Point localization data:

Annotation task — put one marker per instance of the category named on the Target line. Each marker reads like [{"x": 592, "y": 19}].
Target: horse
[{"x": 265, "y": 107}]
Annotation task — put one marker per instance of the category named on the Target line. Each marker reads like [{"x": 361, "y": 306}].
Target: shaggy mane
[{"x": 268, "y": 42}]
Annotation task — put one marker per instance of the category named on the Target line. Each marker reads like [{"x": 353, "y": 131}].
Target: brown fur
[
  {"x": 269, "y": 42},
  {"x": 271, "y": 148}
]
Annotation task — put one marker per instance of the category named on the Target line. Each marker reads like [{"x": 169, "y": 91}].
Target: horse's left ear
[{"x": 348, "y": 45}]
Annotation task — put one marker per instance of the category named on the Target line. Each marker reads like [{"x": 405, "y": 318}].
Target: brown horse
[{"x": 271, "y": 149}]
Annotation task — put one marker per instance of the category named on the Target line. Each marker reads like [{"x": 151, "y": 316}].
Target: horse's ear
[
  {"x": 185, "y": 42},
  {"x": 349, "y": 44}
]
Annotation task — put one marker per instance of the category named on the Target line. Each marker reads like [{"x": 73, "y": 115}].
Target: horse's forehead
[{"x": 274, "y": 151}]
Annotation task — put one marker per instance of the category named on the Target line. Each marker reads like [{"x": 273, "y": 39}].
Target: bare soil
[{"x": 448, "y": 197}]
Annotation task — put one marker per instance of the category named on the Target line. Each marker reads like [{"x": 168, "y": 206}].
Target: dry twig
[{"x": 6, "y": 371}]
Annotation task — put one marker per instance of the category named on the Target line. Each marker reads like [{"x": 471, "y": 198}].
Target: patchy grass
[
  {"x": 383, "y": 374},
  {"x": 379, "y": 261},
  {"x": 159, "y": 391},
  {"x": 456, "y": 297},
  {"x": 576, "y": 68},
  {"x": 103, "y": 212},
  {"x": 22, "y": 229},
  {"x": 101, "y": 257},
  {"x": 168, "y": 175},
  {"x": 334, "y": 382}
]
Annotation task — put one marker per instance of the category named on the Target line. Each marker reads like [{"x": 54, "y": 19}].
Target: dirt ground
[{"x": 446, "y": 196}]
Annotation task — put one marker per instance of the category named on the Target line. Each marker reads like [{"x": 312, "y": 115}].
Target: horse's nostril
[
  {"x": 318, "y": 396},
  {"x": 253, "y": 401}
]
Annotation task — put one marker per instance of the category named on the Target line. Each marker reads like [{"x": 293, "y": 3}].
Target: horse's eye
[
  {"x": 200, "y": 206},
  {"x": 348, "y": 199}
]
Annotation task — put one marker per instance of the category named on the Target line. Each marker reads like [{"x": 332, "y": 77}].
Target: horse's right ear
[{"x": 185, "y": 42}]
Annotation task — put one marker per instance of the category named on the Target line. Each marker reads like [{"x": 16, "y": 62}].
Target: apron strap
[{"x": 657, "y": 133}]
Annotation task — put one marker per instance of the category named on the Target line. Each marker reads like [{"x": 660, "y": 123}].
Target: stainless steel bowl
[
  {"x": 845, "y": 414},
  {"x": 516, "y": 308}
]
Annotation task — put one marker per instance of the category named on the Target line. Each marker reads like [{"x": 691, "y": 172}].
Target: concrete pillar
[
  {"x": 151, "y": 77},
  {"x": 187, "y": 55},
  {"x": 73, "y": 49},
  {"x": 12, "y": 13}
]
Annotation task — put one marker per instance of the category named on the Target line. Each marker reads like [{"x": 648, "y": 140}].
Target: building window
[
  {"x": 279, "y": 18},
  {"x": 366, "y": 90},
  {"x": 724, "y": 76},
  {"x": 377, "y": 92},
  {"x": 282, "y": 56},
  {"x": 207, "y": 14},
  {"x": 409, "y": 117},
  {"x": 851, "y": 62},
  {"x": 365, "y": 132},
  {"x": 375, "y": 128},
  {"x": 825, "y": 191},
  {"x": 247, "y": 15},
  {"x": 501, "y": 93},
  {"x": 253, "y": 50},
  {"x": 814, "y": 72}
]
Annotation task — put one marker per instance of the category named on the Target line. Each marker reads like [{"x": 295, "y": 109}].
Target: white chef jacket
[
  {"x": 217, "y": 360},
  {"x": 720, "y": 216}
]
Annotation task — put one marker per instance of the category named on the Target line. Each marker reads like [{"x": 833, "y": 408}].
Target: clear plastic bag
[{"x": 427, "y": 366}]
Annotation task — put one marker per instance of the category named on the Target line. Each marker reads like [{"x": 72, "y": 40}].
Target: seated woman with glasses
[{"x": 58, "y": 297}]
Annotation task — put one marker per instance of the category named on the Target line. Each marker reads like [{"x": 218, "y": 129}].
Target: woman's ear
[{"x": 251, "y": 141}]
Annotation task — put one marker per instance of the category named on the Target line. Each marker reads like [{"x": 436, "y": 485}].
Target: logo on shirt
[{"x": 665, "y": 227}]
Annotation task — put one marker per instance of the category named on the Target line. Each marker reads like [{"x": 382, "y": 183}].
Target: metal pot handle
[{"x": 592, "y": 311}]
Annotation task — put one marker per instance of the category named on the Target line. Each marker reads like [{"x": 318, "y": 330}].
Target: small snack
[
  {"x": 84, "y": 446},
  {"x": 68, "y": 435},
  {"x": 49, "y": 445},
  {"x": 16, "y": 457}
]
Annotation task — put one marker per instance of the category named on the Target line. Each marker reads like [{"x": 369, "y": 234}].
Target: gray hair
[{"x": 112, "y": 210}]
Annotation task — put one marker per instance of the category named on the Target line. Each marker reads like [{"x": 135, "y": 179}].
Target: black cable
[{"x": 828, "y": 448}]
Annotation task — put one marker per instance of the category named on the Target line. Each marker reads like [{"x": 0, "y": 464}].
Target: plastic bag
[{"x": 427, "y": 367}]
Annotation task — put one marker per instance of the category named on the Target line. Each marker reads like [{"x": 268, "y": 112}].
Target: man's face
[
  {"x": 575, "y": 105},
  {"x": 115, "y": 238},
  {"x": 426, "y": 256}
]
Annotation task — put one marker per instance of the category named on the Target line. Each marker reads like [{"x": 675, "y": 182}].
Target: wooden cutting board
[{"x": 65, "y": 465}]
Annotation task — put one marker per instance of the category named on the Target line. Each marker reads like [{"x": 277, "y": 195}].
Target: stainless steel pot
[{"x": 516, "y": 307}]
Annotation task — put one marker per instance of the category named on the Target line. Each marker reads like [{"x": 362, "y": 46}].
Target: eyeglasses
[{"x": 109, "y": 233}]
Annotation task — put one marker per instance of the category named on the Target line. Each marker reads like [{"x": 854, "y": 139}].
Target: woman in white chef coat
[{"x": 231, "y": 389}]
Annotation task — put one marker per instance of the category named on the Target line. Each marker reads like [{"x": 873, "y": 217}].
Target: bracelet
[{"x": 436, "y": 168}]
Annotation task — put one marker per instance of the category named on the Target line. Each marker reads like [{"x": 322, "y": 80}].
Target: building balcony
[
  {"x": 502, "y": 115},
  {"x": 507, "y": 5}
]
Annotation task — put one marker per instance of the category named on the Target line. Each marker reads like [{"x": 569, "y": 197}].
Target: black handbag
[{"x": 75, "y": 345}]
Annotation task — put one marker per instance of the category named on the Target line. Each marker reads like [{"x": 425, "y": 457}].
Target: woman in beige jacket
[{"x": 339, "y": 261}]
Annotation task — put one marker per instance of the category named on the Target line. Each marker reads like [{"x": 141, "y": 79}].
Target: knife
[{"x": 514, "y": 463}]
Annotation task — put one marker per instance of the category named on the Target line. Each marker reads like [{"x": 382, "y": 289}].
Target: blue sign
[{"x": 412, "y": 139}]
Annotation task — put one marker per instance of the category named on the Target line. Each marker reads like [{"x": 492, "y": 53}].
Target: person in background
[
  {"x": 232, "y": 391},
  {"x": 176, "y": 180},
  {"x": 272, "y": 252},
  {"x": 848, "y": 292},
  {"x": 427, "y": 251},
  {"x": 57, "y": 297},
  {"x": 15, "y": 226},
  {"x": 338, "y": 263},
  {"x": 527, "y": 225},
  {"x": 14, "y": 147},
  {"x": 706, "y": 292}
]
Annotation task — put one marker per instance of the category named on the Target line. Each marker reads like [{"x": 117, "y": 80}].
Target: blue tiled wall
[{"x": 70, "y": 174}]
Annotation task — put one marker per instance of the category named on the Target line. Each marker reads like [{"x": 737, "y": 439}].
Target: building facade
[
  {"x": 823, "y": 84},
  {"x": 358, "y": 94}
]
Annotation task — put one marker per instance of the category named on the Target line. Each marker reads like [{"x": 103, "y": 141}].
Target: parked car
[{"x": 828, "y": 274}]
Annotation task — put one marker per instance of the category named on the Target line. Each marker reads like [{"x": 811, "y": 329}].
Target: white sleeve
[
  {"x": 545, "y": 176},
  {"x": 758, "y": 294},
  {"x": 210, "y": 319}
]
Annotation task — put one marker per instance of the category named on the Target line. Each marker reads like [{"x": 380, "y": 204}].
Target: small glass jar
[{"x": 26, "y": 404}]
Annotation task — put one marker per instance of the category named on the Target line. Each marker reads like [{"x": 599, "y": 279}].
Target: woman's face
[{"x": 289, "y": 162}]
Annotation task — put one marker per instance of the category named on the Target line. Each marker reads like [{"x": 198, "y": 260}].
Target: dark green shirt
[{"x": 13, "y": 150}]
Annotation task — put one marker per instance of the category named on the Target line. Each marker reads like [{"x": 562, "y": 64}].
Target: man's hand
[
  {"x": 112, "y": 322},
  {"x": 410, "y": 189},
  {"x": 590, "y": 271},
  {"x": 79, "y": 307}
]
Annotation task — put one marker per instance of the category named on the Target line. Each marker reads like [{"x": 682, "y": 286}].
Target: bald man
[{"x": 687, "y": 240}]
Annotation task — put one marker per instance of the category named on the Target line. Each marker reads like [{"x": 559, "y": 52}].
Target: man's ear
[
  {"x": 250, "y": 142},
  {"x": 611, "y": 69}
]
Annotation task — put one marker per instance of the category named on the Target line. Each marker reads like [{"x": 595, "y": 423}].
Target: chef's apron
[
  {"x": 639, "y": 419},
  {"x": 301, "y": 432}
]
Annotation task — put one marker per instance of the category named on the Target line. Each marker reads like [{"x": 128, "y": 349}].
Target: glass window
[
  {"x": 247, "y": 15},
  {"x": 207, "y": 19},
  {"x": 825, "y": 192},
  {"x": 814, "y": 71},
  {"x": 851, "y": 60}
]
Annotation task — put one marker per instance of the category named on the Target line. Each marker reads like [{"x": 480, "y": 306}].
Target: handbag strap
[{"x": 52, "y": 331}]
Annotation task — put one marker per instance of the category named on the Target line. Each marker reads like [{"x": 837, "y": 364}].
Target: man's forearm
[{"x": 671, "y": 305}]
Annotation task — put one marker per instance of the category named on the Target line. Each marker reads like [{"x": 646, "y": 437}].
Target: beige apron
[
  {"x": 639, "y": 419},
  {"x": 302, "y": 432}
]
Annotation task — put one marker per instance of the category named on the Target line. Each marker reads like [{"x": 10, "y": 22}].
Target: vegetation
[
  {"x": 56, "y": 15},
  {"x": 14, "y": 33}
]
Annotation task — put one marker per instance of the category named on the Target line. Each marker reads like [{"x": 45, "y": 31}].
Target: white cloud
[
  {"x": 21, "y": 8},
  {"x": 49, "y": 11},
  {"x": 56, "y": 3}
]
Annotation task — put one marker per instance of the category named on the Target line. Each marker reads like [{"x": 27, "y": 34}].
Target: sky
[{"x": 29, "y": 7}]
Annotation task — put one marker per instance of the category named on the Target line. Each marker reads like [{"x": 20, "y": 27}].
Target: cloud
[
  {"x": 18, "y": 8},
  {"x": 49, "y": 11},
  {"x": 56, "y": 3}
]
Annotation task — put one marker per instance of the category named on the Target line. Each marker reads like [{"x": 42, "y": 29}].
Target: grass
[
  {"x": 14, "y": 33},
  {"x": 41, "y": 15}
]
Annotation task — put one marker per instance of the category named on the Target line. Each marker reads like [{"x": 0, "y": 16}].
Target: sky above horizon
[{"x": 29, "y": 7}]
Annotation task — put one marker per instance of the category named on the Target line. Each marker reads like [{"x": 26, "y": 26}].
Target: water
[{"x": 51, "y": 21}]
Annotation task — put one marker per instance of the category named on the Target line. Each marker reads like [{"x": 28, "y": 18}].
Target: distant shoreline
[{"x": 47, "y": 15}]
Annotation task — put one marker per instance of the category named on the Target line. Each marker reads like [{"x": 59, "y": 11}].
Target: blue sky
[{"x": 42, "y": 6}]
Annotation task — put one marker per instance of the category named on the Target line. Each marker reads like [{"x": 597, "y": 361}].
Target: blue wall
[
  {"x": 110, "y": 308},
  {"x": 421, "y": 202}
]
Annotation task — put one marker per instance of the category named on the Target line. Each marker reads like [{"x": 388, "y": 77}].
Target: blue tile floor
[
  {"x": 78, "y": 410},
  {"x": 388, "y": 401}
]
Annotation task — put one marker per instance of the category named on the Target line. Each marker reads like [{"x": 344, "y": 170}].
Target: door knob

# WORK TO BE COMPLETED:
Output, exactly and with no other text, the line that contains "Target: blue tile floor" and all lines from there to the end of the records.

# WORKED SOLUTION:
Target: blue tile floor
[
  {"x": 78, "y": 410},
  {"x": 388, "y": 401}
]
Annotation task — put one marker per instance of the category named on the Target line. Each marker reads like [{"x": 344, "y": 170}].
Target: door knob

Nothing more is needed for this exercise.